EXERCISE 1:
From the essay about a husband's terminal cancer, set down the stretch from "I met Richard" through "that whole attitude." word for word.
EXERCISE 2:
In the essay about a husband's terminal cancer, what diagnosis did the husband receive on July 13, 2012?
EXERCISE 3:
Can you carry on the essay about a husband's terminal cancer, starting right after its last sentence?

EXCERPTED PASSAGE:
┌──

If you’re lucky, you really can’t definitively pinpoint the “worst day of your life.” Apparently, I’m not all that lucky, because I can. It was Friday, July 13, 2012 – the day my husband of 3 years was diagnosed with Stage 4 esophageal cancer. It was terminal. There is no Stage 5. For a lot of reasons, July 13th was even worse than August 29th, the day 6 weeks later when he died of complications from cancer — but the day you’re told your life as you know it is absolutely going to end, well…it really doesn’t get any worse than that.
I met Richard in 1996, but we didn’t marry until 2009. As a liberal and a feminist, and for a variety of other reasons, I never felt any great compunction to be a wife or mother. “Marriage is a piece of paper” – that whole attitude.
After a couple of years, people (usually married people) started asking “when’s the wedding?” Then they would proceed to expound on how being married makes a relationship better, stronger and more meaningful. I always answered “Oh, no wedding. We like living in sin” usually followed by “It isn’t broke, so we aren’t going to fix it.” — and for 13 years, we happily lived in “sin”.

└──

EXTRACTED MATERIAL:

┌──

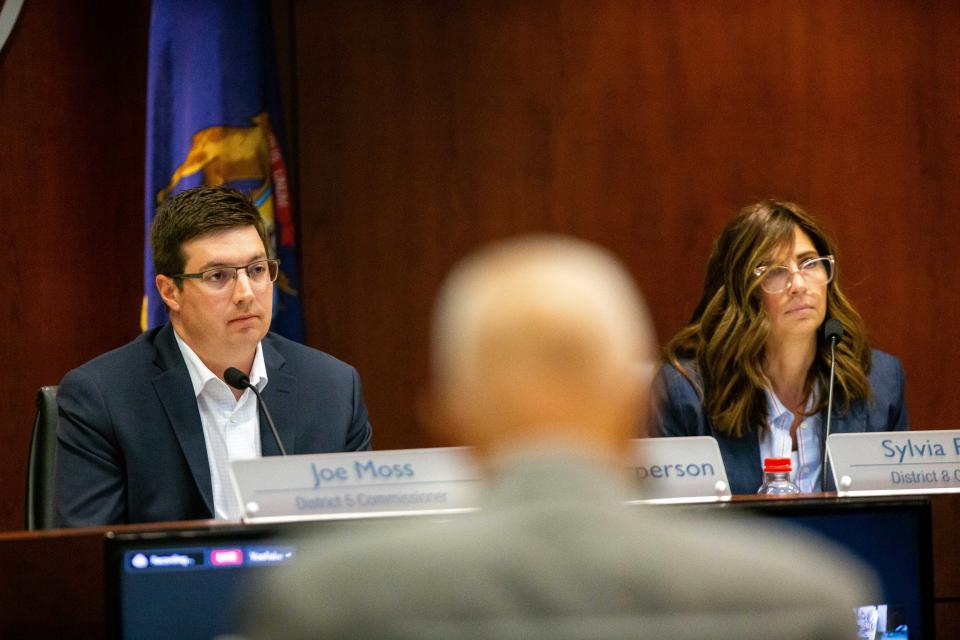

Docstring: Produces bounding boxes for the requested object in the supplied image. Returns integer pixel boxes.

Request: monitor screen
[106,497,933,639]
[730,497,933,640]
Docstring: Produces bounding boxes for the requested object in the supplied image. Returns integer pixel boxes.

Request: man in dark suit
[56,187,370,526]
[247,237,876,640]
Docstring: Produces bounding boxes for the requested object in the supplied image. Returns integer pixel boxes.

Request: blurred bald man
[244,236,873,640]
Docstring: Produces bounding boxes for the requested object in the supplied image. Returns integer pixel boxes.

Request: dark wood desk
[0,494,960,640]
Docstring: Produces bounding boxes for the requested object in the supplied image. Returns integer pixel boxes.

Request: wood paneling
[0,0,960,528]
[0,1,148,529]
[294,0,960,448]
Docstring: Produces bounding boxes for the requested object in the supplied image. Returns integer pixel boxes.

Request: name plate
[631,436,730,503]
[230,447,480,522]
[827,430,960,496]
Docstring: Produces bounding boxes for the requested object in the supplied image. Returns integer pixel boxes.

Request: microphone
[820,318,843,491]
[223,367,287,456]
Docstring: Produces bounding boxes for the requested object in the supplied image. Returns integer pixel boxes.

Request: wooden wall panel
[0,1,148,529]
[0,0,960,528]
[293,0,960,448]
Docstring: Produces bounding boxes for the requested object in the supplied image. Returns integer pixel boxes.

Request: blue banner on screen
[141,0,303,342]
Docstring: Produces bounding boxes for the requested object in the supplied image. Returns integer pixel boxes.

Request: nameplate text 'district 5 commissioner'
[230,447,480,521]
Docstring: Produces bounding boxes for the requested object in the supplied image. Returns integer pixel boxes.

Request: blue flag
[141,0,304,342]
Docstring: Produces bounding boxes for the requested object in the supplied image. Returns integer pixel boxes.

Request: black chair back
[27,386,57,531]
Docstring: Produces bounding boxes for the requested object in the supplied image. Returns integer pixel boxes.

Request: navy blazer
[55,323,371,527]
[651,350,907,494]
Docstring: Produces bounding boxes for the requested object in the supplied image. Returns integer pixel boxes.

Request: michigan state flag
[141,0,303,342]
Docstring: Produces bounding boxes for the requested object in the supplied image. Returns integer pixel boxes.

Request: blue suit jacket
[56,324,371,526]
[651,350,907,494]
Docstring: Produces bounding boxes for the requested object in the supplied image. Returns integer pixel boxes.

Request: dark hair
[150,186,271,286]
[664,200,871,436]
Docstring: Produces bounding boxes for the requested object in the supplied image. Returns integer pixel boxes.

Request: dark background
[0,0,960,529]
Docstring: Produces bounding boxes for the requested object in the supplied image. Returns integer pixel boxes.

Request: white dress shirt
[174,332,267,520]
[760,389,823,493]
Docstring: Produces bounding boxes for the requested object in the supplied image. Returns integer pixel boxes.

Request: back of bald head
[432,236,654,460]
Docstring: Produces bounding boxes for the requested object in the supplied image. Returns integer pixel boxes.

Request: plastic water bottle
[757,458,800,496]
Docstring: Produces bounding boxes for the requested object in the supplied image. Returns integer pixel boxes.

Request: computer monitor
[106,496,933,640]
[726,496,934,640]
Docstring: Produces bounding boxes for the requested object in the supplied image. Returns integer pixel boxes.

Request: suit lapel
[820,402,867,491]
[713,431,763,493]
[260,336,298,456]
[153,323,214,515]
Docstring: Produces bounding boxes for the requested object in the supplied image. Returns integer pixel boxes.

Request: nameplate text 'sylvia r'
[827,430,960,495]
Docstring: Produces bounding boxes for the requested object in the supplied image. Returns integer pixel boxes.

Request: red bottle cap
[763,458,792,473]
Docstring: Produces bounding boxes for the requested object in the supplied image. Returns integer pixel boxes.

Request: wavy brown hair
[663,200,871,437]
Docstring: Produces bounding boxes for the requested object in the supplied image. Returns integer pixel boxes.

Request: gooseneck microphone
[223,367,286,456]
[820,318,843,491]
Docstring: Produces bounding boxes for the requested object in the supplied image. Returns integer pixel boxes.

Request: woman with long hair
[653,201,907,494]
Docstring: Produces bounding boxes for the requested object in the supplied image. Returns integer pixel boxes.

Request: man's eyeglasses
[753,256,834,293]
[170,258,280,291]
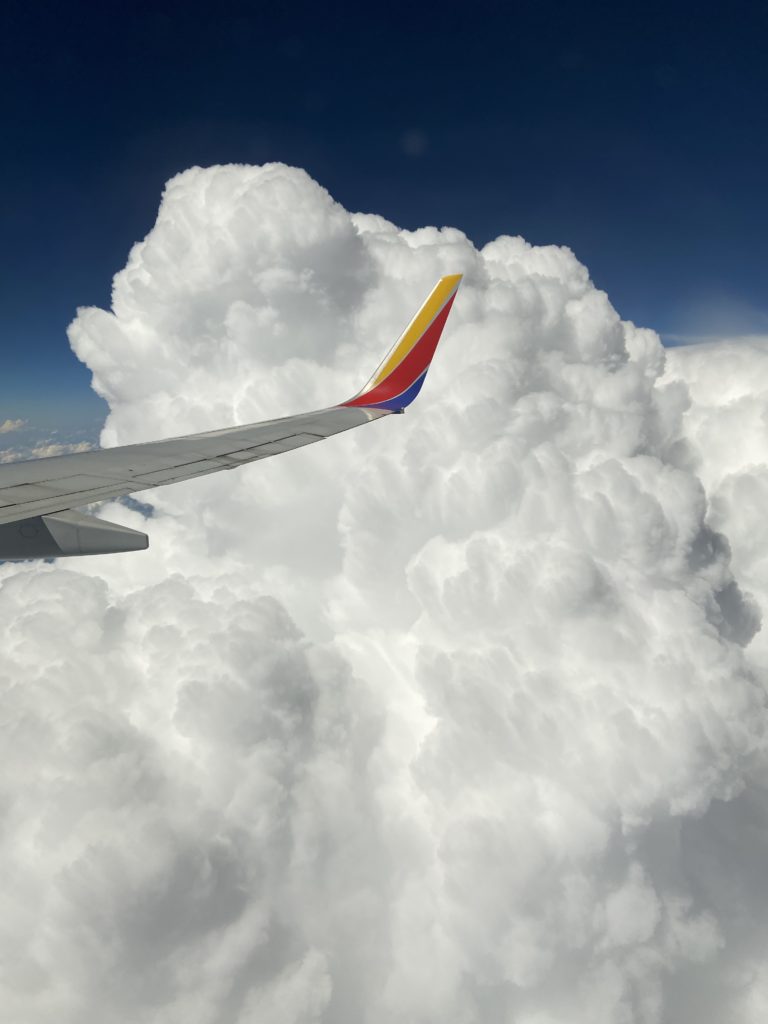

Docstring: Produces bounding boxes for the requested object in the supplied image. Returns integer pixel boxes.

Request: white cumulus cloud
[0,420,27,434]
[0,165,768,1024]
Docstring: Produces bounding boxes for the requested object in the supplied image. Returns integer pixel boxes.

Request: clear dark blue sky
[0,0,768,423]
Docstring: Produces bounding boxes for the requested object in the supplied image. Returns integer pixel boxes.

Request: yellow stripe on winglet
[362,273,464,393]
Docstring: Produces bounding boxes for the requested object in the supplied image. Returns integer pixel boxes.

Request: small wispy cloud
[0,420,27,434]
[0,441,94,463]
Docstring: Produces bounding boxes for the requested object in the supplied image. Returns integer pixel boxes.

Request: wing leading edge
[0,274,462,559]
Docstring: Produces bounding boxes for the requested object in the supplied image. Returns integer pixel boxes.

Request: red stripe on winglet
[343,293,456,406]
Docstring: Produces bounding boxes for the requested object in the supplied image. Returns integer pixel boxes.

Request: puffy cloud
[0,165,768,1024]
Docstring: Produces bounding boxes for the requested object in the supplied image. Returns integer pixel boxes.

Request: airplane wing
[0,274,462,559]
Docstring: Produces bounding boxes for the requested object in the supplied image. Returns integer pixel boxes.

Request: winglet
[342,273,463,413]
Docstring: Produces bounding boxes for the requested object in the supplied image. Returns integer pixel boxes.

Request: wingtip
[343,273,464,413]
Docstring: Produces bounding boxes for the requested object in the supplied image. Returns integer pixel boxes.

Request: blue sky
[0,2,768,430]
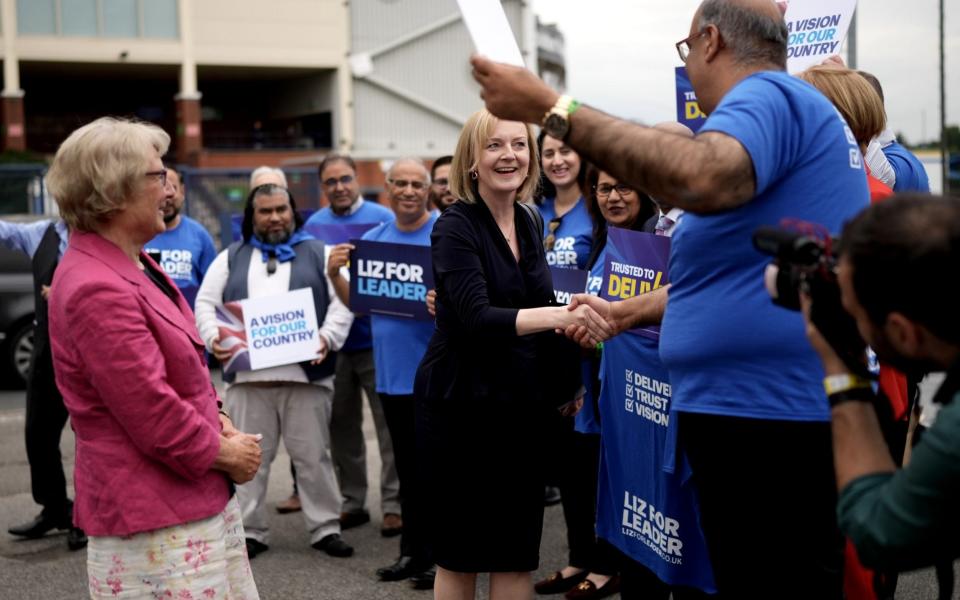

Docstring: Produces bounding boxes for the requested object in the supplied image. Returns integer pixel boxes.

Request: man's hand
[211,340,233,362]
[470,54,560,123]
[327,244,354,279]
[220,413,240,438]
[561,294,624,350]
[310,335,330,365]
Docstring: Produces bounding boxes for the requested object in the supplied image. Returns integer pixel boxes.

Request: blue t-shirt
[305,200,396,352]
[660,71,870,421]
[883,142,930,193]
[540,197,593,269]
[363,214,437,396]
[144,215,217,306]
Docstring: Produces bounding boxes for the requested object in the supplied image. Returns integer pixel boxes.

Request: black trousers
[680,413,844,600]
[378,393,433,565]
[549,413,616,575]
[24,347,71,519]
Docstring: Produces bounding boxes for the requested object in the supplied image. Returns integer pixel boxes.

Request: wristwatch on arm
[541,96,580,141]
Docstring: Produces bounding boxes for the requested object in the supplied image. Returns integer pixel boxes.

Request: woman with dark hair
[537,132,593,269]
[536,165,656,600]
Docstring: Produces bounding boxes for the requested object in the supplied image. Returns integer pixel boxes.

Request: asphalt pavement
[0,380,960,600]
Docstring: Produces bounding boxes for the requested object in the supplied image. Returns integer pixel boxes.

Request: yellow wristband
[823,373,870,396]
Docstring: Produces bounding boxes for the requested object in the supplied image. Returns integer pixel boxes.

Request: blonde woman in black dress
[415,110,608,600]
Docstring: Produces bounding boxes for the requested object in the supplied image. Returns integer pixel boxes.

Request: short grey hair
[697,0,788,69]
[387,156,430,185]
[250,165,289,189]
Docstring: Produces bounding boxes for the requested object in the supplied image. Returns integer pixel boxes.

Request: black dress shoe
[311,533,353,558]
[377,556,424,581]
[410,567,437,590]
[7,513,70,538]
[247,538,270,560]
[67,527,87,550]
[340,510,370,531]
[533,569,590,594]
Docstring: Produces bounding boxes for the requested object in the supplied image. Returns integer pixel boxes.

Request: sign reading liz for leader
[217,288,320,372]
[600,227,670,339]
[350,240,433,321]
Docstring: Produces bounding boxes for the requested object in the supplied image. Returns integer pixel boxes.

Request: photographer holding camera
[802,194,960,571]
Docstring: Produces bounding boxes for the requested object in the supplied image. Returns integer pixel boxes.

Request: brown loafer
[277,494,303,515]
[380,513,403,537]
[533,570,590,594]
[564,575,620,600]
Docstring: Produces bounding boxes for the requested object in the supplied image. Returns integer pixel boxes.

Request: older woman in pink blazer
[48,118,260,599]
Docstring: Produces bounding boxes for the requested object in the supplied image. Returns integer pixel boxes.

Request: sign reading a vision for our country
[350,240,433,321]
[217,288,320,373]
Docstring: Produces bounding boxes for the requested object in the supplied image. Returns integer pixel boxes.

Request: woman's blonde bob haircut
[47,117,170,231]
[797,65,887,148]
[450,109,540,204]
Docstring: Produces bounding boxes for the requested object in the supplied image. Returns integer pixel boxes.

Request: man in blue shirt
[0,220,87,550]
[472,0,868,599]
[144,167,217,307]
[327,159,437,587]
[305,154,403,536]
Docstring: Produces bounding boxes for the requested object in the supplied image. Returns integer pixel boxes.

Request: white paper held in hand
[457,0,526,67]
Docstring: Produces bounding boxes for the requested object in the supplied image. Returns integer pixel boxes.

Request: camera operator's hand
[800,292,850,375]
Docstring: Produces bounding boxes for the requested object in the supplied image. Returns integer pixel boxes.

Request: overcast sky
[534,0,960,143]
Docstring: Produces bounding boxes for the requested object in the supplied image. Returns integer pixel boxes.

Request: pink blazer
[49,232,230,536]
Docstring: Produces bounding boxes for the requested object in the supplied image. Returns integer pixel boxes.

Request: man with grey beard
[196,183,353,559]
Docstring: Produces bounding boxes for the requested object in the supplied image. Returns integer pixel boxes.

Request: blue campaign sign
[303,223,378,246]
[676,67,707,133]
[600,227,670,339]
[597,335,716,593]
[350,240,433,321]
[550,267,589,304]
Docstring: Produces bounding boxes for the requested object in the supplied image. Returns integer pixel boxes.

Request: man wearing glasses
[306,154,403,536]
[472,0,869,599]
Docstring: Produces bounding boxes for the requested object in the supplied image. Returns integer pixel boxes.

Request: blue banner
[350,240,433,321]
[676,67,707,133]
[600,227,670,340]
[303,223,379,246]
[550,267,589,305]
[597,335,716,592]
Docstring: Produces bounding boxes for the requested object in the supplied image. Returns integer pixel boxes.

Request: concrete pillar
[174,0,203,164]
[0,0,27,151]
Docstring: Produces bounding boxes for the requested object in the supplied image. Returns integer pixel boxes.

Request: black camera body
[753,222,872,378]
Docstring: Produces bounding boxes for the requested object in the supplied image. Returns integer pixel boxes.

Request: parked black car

└──

ANSWER SPACE 1:
I met Richard in 1996, but we didn’t marry until 2009. As a liberal and a feminist, and for a variety of other reasons, I never felt any great compunction to be a wife or mother. “Marriage is a piece of paper” – that whole attitude.

ANSWER SPACE 2:
Stage 4 esophageal cancer, which was terminal.

ANSWER SPACE 3:
And then, out of the blue, Richard proposed. I was shocked. I made him repeat the proposal, but I said “yes”. My thought process being, “well, we’re already in this for the long run, what difference is that piece of paper going to make.”
In October of 2009, we eloped. My mother still hasn’t forgiven me. We went to New York City and got married at the Manhattan Marriage Bureau (kind of the anti-Las Vegas) and I have to tell you, no one was more surprised than me – the liberal feminist anti-marriage rebel – to learn what a difference that piece of paper makes.
Honestly, I fell even more in love with Richard after we got married. The first time I heard Richard call me his wife, I felt real joy. The first time I called him my husband, it was so great, because boyfriend is such a silly word to use to describe a 55 year old man you have lived with for 13 years.
That piece of paper made a big difference emotionally – even to someone who never really wanted it in the first place. And, of course, legally, it made a big difference too. When Richard died, there was no question that I would decide how we would celebrate his life. There was no question that I’d inherit, virtually tax free, the proceeds from the sale of the business we had both sacrificed to help create, from the home we bought together, the retirement accounts and investments and everything we, together for 16 years, had built and made happen. It was then that I knew marriage really, really mattered.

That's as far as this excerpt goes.